* _WRITTEN EXERCISE 1_:
In the entries below, transcribe every line between the one holding "Exercise. Mark the overcast" and the one holding "<point>599,278</point>", inclusive.

++++ SOURCE EXTRACT ++++

So it looks like this for the recipe so far:

48 pounds of apples, juiced to provide 5 1/2 gallons of 1.053 fresh cider (All of them sweets eating apples)
3.25 pounds of sugar (Piloncillo & Azucar Morena)
2oz Med+ French oak chips (I may go to 4oz as I LOVE heavy oaking)
12oz cranberries, juiced (May need more for the tannins)
2 1/2 tsp energizer (added due to H2S smell)
K1V lees from a prior batch of cyser (made into a 1 gallon starter and just kept adding must to the bucket to get to 5 gallons)

The SG at this time is 1.020 (after adding the azucar morena today and piloncillo yesterday). K1V just keeps mowing down the sugars as fast as I can add them! Beasts I tell you, BEASTLY YEASTIE BEASTIES!!!
 
OK primary is now done (SG 1.002), racked to secondary in my 5 gallon glass carboy onto 5 crushed K-Meta tabs. Added my reserved cider to top up at this point of 1/2 gallon to bring this up to ~3 inches from the bottom of my bung. Fermentation is going gangbusters again.

There is an amazing amount of refermentation happening at this time considering that I used a total of 6 campden tabs for 5 gallons of cider. K1V - Chowin down the must*!!!



*Lyrics to my take on the Talking Heads "Burning Down The House":



"Chowing Down The Must by the Chowing Yeasties"

++++ RECORDS SUPPLIED ++++

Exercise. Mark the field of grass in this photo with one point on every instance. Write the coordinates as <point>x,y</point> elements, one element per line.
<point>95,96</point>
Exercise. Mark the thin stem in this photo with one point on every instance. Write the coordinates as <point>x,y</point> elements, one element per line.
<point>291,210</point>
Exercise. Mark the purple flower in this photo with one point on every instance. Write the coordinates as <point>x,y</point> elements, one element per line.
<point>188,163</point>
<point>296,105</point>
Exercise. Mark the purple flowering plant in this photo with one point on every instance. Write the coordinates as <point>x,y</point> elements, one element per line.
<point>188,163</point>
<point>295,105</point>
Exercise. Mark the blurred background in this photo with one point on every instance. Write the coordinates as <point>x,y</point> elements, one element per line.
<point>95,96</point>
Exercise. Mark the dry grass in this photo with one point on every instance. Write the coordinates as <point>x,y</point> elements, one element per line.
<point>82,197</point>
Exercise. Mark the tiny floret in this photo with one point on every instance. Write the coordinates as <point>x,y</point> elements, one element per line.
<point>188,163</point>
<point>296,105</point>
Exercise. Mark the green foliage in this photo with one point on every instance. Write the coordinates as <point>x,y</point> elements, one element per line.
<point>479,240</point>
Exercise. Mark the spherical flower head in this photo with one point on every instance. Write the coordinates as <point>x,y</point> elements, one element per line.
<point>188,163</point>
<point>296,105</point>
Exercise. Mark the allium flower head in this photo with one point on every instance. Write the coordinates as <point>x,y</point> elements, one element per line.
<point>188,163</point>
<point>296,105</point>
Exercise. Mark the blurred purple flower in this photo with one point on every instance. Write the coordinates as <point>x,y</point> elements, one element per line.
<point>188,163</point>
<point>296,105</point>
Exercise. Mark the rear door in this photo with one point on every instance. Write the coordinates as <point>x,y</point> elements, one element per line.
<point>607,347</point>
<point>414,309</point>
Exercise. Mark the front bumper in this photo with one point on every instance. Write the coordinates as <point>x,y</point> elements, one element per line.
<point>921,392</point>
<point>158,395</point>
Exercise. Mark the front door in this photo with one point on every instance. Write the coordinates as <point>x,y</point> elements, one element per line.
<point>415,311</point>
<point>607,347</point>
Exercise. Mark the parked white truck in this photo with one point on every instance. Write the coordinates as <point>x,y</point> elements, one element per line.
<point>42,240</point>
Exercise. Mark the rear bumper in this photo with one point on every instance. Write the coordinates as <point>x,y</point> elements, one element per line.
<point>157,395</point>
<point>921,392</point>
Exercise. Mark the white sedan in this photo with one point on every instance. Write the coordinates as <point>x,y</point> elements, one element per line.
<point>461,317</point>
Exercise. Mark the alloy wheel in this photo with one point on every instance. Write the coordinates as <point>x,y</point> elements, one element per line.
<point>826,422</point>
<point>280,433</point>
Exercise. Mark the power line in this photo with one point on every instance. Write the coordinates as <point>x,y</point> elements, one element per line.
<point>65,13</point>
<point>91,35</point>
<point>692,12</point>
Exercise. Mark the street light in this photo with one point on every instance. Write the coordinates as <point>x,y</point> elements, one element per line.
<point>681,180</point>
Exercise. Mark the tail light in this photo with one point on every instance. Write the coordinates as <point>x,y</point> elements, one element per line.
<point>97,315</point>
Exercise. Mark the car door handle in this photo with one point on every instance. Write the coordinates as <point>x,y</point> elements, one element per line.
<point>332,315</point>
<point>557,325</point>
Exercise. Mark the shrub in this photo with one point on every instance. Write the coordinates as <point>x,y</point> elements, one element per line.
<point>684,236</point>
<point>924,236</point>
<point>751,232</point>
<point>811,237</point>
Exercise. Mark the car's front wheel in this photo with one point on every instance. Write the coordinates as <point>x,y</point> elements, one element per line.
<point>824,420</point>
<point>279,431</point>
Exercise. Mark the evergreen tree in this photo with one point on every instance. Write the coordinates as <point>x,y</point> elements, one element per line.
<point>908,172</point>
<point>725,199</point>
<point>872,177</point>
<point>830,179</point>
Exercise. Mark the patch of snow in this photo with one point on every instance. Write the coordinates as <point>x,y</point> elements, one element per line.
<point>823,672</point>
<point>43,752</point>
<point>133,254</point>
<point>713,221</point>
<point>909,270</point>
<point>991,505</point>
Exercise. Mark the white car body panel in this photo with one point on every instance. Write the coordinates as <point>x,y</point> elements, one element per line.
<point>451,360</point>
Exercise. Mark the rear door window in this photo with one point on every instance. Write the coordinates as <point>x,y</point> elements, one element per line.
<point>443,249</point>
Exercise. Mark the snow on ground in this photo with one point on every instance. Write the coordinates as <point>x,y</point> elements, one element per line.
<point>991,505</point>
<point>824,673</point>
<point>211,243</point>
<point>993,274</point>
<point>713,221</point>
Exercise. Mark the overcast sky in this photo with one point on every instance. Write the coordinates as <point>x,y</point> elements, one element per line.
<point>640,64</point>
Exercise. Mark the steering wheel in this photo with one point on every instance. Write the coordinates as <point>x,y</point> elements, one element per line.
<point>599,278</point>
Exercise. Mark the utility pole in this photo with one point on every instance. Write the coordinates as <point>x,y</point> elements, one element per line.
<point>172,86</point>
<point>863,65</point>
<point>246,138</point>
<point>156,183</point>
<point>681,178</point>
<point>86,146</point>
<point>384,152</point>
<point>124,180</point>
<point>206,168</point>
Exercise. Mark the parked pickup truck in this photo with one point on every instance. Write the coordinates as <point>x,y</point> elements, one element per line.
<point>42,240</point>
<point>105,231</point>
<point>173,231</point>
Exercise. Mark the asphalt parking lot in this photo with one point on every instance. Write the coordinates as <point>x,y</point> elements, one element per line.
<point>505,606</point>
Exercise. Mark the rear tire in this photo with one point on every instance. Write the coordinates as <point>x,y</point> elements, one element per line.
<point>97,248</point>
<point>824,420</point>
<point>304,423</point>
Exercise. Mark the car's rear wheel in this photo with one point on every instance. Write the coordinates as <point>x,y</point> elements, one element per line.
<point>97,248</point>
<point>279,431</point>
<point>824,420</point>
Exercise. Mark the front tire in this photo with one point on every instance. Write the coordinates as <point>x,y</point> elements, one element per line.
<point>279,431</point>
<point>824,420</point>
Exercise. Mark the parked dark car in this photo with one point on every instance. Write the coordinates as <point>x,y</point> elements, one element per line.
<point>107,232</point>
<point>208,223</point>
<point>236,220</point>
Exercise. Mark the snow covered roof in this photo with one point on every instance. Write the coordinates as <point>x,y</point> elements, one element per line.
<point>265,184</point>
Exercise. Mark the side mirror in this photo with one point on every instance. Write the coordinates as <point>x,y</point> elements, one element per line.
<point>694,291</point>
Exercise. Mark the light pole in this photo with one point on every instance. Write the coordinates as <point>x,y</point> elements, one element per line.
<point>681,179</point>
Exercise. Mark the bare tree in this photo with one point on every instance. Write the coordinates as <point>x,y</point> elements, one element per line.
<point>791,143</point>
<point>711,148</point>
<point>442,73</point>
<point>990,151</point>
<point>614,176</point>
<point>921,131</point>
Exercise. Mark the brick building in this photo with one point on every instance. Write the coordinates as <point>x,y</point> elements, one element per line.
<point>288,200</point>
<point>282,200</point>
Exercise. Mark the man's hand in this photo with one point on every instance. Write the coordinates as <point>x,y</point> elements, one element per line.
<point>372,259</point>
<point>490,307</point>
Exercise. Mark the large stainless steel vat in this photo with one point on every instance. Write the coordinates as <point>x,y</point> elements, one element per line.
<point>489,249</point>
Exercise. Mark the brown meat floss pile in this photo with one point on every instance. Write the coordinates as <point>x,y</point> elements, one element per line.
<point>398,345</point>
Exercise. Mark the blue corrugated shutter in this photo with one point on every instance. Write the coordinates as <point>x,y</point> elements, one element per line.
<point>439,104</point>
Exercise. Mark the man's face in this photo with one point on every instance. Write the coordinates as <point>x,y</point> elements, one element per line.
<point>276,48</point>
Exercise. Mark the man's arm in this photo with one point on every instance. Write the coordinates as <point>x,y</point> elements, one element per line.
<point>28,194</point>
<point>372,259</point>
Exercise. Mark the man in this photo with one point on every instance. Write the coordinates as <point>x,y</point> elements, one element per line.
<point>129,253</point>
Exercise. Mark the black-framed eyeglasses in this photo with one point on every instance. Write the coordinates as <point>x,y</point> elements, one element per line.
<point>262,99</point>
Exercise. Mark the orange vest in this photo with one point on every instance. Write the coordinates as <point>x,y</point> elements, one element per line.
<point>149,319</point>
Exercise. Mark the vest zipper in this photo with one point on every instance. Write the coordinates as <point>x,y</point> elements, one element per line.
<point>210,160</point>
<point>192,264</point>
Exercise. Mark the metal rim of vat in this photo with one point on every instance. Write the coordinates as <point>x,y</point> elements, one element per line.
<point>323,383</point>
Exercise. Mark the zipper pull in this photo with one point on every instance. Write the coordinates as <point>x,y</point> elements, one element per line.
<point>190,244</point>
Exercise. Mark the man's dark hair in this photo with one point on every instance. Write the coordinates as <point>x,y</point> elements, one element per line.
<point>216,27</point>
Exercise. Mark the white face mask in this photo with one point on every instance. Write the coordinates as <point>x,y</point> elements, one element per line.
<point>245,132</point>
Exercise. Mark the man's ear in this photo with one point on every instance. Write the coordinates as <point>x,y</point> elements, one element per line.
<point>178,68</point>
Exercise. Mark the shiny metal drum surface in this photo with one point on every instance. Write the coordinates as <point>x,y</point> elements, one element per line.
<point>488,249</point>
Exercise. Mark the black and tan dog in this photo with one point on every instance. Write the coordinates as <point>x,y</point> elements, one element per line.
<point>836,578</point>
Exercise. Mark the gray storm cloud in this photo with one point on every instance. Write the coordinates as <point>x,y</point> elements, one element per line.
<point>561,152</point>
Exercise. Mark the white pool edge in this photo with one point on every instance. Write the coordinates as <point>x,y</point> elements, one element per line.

++++

* _WRITTEN EXERCISE 2_:
Reproduce the cider-making notes above word for word, between "48 pounds of" and "to 5 gallons)", inclusive.

* _RESPONSE 1_:
Exercise. Mark the overcast sky in this photo with one point on every instance. Write the coordinates as <point>x,y</point> elements, one element per line.
<point>640,64</point>
Exercise. Mark the steering wheel in this photo with one point on every instance. Write the coordinates as <point>x,y</point> elements, one element per line.
<point>599,278</point>

* _RESPONSE 2_:
48 pounds of apples, juiced to provide 5 1/2 gallons of 1.053 fresh cider (All of them sweets eating apples)
3.25 pounds of sugar (Piloncillo & Azucar Morena)
2oz Med+ French oak chips (I may go to 4oz as I LOVE heavy oaking)
12oz cranberries, juiced (May need more for the tannins)
2 1/2 tsp energizer (added due to H2S smell)
K1V lees from a prior batch of cyser (made into a 1 gallon starter and just kept adding must to the bucket to get to 5 gallons)